Items from a dataset:

-- Start --

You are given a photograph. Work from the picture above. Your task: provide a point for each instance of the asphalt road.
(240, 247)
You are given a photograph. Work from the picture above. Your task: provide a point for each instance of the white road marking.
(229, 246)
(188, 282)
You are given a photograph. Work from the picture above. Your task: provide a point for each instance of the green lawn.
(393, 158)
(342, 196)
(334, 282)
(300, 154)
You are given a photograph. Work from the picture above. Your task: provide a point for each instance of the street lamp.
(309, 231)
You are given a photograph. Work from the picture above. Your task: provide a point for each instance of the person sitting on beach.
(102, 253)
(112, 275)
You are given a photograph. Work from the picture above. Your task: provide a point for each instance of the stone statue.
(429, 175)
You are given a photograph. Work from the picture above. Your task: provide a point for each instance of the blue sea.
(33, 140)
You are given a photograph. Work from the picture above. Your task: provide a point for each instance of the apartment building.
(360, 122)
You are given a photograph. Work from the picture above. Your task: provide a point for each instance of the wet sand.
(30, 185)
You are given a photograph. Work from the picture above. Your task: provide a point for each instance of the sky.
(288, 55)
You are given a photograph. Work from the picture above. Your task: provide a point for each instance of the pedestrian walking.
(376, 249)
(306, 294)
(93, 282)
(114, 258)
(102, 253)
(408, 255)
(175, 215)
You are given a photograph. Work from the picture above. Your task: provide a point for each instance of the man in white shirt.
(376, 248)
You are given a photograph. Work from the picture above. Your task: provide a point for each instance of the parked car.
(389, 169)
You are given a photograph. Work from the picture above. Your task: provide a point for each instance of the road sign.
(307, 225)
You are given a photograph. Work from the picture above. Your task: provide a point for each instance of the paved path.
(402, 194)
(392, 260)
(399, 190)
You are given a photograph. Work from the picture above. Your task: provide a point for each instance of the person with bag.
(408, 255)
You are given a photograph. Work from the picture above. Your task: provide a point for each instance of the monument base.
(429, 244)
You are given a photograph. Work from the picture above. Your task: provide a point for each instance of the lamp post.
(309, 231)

-- End --

## WHAT IS BEING ASKED
Give back exactly the lines from the one containing "the wet sand." to the end of the material, both ends included.

## FINAL RESULT
You are given a photograph. Work from the picture above. Your task: provide a point for each instance of the wet sand.
(30, 185)
You are given a photograph. Work from the picture above. Your task: provide a point for each instance of the sky.
(288, 55)
You are given a photograph. Work from the picture above. Your task: provide a point for each instance of the pedestrian walking.
(376, 249)
(306, 294)
(93, 282)
(114, 258)
(102, 253)
(408, 255)
(175, 215)
You are given a photograph. Work from the picture above. Your task: provide a point for each instance of the man in white shirt.
(376, 248)
You are given a photograph. Work from the picture above. Your task: provide a point for each instance of the parked car.
(389, 169)
You are given a photograph. Work from the picture above. Your task: provide a point for each instance of the road sign.
(307, 225)
You are given a photograph. Work from the picture above. Your task: provide a point for each instance of the paved path.
(402, 194)
(392, 260)
(399, 190)
You are given a photograph. Work from the picture above. Your task: provide a point for each instance of the person with bag.
(408, 255)
You are given a photograph. Work from the picture above. Your task: provide a point for each instance of the monument base.
(429, 244)
You are given a photograph. Work from the picture above. Your task: provide a point for each instance of the lamp post.
(309, 231)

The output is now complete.